--- Tasks to complete ---
(1) In the Vitorino passage, how will Mr Vitorino hold these discussions in the first instance?
(2) Please repeat the stretch of the Vitorino passage from "3. Mr Vitorino’s" through "a successful mission.".

3. Mr Vitorino’s statement lifts another doubt: mediator, not moderator, he does consider himself. If words have a meaning, he will not shape his action towards containing another fit of mud-slinging in a room filled with stakeholders. This vain exercise may be rightly left to minds of a lesser stature. It may even become a thing of the past outright, if Mr Vitorino were to succeed. The mediator selected by the Commission will meet stakeholders to generate light, not heat: good pick that bodes well for a successful mission.
Indeed, Mr Vitorino will “start, in the first instance, by holding these discussions on an individual basis as, in my view, this is a more effective and efficient way to achieve progress”. This is mediation at its best, giving all stakeholders a chance to be heard in a serene, open and constructive setting, only to design a set of recommendations that make sense to all. Almost by definition these recommendations will sound unheard of, since they must be innovative enough to break the stalemate. But by definition too, they should not stray too far away from a notional middle-ground as parties feeling ignored would have no part in the recommended model. Mr Vitorino thus paints the fine line he has to walk: “We must find a way to reconcile the national private copying and reprography levy systems in place today with the smooth cross-border trade in goods and services in the Single Market”. Arguably, the current economic crisis only adds a sense of urgency to unlocking Single Market-based solutions as strongly suggested by President Barroso in his 27 February letter to 12 Prime Ministers.

Position annotation records:
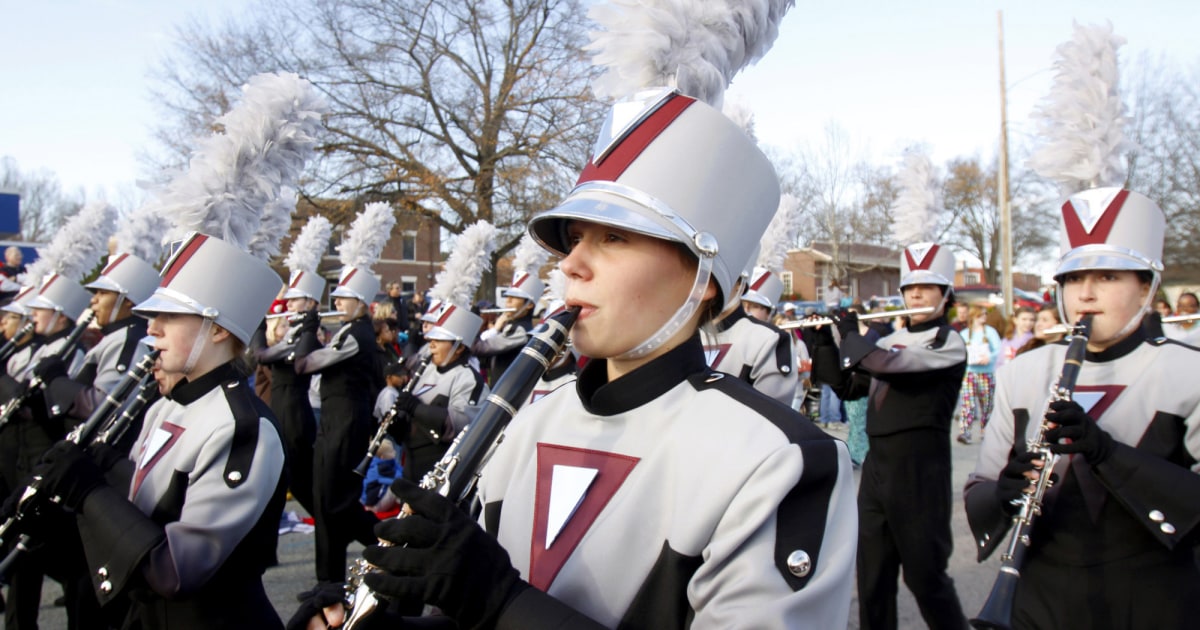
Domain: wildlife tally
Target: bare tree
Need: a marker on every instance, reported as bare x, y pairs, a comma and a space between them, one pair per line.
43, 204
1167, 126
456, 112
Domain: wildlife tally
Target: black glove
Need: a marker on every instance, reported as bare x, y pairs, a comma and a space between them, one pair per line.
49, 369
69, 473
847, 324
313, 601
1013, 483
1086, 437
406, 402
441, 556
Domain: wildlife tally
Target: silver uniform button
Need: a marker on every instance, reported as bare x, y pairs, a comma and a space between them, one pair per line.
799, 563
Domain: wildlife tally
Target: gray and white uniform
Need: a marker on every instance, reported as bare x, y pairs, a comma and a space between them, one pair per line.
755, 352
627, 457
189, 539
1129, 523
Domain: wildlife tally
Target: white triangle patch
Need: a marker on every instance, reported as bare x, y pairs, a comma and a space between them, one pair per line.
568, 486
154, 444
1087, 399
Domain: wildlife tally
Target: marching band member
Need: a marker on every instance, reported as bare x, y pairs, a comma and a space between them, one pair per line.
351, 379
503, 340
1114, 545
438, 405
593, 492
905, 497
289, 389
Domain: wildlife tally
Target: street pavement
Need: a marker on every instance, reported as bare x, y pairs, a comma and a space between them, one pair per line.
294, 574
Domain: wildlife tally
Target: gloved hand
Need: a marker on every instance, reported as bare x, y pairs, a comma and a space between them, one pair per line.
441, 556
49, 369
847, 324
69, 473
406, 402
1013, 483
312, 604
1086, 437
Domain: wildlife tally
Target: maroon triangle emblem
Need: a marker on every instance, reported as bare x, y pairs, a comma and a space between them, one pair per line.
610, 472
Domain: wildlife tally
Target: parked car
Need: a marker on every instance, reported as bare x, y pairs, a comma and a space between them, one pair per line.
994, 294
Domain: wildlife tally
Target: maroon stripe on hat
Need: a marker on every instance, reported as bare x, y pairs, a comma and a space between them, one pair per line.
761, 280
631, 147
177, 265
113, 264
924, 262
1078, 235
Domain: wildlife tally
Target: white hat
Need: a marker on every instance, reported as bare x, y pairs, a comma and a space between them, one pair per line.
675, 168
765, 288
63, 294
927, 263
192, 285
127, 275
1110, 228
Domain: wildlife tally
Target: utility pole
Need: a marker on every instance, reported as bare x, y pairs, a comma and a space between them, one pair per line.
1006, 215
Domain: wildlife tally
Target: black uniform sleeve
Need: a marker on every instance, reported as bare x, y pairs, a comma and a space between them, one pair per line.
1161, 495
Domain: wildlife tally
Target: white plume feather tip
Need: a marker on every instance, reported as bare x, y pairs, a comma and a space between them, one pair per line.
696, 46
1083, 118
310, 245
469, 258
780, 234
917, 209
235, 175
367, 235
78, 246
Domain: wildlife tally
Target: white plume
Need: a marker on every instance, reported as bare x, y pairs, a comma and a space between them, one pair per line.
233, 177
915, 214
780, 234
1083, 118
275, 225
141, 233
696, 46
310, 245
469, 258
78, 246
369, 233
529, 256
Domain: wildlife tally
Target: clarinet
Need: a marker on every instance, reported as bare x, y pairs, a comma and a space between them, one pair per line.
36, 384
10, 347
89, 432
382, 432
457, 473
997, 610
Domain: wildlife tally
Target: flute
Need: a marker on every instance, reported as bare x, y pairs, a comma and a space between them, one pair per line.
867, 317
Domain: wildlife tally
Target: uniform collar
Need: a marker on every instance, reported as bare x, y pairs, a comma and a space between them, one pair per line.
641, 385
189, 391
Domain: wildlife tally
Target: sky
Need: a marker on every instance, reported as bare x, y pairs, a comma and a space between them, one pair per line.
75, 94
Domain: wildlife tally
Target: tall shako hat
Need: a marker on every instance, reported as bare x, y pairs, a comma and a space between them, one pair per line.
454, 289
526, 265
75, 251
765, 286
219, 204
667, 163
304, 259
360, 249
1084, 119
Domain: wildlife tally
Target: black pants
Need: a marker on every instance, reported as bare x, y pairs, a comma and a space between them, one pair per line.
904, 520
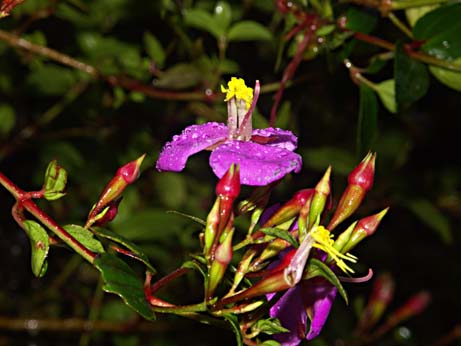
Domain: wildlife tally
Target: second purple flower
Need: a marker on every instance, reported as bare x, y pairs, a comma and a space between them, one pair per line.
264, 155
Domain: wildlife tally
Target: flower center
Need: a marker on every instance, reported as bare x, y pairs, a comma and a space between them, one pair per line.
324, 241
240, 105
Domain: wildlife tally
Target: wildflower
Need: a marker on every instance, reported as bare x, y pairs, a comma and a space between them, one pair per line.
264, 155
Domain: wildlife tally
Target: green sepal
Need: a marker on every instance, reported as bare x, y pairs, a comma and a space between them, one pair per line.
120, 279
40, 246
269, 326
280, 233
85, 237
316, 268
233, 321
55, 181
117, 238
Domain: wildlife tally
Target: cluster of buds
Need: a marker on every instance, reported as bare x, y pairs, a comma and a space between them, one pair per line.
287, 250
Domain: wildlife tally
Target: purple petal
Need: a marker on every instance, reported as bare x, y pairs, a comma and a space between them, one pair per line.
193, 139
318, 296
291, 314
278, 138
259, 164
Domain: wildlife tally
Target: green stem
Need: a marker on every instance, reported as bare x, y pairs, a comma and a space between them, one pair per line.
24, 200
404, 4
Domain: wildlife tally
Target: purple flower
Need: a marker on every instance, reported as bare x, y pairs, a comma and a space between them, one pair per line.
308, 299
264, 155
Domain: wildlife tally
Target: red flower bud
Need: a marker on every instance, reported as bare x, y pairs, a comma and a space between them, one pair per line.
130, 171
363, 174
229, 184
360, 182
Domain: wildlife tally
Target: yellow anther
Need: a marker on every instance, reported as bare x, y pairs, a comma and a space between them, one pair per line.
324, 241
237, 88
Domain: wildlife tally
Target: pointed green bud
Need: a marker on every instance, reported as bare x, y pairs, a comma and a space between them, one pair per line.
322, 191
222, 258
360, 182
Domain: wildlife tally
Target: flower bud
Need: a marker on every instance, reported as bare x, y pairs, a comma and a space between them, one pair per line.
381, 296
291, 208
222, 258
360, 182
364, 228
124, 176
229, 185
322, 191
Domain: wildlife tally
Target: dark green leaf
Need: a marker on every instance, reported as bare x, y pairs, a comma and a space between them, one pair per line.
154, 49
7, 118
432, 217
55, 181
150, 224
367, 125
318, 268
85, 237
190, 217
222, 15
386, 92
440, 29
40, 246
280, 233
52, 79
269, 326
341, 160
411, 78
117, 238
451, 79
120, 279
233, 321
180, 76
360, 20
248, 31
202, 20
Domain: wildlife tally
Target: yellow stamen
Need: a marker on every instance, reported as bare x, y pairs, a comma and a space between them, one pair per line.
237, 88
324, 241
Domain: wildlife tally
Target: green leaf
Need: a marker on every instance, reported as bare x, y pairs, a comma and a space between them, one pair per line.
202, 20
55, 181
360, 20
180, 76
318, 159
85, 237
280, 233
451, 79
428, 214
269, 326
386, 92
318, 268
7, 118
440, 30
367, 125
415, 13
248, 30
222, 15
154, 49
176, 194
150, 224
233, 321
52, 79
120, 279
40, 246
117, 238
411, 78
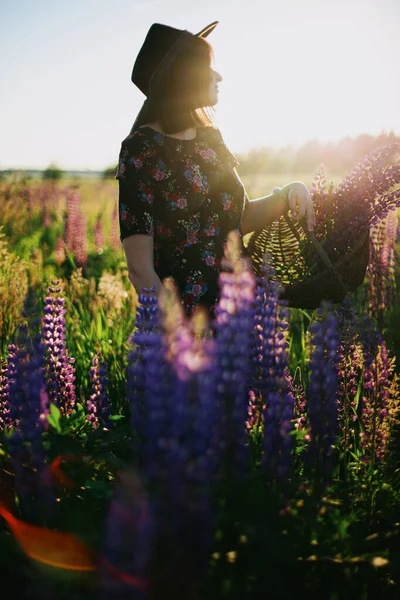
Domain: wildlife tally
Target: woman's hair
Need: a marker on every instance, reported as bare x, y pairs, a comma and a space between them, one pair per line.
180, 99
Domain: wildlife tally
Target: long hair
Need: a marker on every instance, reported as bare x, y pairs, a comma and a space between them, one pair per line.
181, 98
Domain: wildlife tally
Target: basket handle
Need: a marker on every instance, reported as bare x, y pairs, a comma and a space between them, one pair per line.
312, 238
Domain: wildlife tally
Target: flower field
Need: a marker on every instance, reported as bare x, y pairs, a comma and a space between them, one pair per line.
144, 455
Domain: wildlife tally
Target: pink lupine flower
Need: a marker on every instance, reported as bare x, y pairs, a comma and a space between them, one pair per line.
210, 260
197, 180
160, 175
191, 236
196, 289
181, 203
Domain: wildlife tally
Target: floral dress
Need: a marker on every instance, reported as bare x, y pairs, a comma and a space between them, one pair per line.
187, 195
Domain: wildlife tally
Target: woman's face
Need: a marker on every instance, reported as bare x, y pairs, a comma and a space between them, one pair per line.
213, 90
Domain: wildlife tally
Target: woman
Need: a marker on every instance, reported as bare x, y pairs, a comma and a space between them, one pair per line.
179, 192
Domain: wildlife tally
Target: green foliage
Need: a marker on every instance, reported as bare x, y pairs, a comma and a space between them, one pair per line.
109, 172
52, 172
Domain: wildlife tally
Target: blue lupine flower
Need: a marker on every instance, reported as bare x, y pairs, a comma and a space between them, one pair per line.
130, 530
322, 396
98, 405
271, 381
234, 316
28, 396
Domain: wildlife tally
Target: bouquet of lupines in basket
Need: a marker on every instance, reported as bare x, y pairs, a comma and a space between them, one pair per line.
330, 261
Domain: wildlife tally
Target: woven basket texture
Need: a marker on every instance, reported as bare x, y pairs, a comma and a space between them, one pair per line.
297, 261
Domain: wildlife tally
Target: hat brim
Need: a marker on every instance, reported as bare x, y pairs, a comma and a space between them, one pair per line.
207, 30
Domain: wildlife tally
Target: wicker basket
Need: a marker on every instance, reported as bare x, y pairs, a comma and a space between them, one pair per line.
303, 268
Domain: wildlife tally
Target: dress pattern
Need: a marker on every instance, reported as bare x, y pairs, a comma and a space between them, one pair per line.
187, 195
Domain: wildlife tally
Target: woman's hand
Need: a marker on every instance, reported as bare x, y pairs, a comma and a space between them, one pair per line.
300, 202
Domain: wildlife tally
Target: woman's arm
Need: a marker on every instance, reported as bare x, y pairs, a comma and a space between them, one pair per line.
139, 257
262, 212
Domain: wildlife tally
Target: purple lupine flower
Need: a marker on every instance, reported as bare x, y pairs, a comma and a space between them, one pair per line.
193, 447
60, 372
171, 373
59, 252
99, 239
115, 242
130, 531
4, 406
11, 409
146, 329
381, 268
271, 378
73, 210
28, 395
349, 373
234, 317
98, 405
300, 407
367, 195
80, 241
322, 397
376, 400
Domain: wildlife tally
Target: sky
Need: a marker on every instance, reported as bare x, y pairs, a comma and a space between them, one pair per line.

--- Solutions ---
(1) On an individual basis.

(2)
3. Mr Vitorino’s statement lifts another doubt: mediator, not moderator, he does consider himself. If words have a meaning, he will not shape his action towards containing another fit of mud-slinging in a room filled with stakeholders. This vain exercise may be rightly left to minds of a lesser stature. It may even become a thing of the past outright, if Mr Vitorino were to succeed. The mediator selected by the Commission will meet stakeholders to generate light, not heat: good pick that bodes well for a successful mission.